20. Hukuk Dairesi 2014/8441 E. , 2015/1330 K.
"İçtihat Metni"MAHKEMESİ :Asliye Hukuk Mahkemesi
Taraflar arasındaki davanın yapılan duruşması sonunda kurulan hükmün Yargıtayca incelenmesi davacı ... Yönetimi ve davalılardan ............. tarafından istenilmekle, süresinde olduğu anlaşılan temyiz dilekçesinin kabulüne karar verildikten sonra dosya incelendi, gereği düşünüldü:
K A R A R
4342 sayılı Mera Kanunu gereğince 2005 yılında yapılan mera tespiti sırasında ........................ Köyü 105 ada 1 parsel sayılı 13 H. 5332,44 m2 yüzölçümündeki taşınmaz, orta malı olarak tesbit edilerek 30.04.2007 tarihinde özel sicile tescil edilmiştir.
Davacı ... Yönetimi, çekişmeli 101 ada 1, 102 ada 1 ve 105 ada 1 sayılı parsellerin yörede 2007 yılında yapılan orman kadastro çalışmasında orman sınırları içinde kaldığı iddiasıyla kadastro mahkemesine dava açmıştır.

*Girdi Listesi*.
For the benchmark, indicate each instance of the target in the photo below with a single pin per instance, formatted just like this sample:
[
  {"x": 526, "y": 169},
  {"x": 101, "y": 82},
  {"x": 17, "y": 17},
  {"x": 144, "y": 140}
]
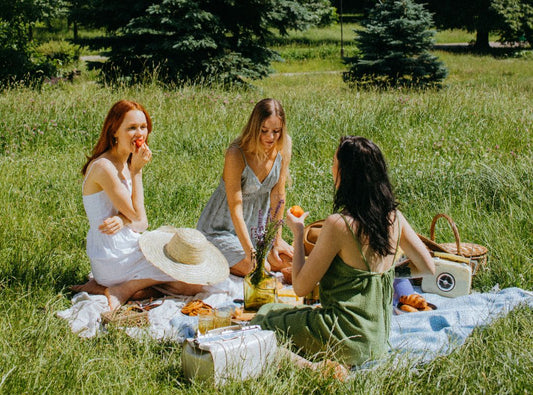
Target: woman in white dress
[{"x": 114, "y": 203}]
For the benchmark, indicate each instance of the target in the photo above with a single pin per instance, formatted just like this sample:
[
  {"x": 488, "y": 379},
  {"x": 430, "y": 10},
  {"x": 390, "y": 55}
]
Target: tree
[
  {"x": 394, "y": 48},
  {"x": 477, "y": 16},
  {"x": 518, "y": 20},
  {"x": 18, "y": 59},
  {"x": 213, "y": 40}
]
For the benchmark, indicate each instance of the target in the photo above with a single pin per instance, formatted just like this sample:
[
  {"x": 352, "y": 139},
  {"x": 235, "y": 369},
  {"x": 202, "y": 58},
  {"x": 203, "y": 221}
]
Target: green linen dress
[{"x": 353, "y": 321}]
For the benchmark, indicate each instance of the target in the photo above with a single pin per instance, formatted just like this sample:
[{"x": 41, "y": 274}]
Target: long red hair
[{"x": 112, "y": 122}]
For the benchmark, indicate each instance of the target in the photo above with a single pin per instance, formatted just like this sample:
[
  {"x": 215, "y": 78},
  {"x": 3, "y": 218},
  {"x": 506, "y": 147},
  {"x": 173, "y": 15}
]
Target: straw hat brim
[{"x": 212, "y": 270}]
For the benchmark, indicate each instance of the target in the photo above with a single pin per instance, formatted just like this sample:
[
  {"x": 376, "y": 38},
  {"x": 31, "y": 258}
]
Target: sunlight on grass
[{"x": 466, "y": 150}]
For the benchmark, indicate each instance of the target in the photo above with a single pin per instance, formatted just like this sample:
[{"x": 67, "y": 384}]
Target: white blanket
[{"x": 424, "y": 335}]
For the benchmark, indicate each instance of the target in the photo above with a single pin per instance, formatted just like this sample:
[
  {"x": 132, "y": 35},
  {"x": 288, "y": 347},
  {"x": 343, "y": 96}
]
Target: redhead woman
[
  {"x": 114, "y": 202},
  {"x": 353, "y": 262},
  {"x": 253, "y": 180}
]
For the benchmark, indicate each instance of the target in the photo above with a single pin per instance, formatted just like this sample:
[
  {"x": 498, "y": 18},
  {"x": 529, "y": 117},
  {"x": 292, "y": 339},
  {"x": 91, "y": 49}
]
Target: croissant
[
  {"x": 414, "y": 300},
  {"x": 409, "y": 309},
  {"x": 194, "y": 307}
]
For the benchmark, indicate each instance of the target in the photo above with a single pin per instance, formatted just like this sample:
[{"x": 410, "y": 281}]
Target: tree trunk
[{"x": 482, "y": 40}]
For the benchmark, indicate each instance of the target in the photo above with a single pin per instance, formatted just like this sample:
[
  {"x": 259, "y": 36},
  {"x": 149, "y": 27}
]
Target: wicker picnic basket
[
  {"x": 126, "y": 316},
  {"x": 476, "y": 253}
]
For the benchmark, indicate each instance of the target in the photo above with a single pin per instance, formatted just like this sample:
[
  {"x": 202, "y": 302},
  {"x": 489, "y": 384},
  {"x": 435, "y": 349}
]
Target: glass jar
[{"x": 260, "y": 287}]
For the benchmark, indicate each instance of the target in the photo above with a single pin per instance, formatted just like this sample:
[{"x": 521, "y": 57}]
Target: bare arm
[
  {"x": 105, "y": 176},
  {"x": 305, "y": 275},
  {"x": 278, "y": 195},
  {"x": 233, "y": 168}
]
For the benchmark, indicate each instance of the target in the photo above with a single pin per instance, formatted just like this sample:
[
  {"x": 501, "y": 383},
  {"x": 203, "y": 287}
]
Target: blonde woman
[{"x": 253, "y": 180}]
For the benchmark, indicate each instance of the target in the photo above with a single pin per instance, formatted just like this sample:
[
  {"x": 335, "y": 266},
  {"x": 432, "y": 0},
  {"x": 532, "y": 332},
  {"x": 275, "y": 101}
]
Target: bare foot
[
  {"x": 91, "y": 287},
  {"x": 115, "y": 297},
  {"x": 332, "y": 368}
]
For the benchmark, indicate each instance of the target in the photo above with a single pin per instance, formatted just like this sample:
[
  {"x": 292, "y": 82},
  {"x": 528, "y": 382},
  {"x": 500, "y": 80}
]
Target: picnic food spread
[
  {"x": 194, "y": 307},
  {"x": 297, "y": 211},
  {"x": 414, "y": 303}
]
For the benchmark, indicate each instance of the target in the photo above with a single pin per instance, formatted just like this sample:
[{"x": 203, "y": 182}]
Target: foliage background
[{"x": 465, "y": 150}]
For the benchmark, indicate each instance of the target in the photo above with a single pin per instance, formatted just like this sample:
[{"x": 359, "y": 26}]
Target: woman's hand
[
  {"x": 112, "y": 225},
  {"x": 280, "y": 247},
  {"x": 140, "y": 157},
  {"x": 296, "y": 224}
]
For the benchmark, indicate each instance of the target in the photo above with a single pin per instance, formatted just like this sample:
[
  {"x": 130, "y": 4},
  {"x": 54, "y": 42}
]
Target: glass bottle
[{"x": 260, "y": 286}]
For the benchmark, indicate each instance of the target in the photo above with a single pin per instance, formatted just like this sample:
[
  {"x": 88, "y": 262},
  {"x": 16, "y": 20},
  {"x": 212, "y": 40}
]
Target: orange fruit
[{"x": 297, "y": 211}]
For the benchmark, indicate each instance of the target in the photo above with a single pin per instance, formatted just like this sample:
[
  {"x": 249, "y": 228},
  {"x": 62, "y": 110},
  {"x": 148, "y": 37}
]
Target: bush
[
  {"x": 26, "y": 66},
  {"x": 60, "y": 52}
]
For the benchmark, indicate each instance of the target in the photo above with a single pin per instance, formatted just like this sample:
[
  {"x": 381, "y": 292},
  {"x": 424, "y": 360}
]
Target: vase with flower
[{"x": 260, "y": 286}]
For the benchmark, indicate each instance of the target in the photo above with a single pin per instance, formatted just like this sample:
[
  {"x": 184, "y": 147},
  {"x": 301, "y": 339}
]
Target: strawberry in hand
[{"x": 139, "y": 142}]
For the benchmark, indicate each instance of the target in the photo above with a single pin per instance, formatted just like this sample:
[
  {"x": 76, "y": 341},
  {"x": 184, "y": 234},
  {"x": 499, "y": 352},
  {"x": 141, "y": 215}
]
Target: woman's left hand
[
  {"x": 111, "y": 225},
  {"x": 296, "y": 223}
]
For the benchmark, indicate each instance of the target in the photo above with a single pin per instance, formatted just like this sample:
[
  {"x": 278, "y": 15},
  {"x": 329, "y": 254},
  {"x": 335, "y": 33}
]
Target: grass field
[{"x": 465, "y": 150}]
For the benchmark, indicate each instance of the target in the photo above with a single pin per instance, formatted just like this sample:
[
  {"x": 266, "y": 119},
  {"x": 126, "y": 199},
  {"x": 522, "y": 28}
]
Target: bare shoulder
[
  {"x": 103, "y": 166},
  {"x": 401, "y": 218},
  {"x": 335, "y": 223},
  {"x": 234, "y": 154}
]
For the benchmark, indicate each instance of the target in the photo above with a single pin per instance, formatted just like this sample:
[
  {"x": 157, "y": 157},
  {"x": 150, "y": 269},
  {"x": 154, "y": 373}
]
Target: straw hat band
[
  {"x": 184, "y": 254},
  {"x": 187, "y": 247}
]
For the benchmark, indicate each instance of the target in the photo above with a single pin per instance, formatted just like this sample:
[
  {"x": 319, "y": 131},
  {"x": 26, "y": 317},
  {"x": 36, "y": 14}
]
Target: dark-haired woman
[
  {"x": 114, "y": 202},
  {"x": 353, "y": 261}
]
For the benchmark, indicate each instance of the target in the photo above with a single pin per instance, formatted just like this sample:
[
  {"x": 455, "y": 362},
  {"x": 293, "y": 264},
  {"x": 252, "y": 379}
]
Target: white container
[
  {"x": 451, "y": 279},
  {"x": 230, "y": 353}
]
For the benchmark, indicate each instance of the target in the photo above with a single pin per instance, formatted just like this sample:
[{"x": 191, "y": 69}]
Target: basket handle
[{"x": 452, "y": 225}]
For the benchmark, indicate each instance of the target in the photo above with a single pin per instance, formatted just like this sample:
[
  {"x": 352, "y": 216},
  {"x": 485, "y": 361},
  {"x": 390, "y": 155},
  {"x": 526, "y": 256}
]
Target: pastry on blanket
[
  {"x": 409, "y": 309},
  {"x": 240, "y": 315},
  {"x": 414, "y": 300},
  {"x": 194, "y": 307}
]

*Görev Yönergesi*.
Okunacak metne göre şu soruları lütfen kısaca yanıtlayın:
(a) Kararın esas numarası nedir?
(b) Mera tespiti sırasında orta malı olarak belirlenen taşınmaz özel sicile hangi tarihte tescil edilmiştir?
(c) Davacı, çekişmeli parsellerin hangi yıl yapılan orman kadastro çalışmasında orman sınırları içinde kaldığını ileri sürmüştür?

*Alıştırma Yanıtı*.
(a) 2014/8441 E.
(b) 30.04.2007
(c) 2007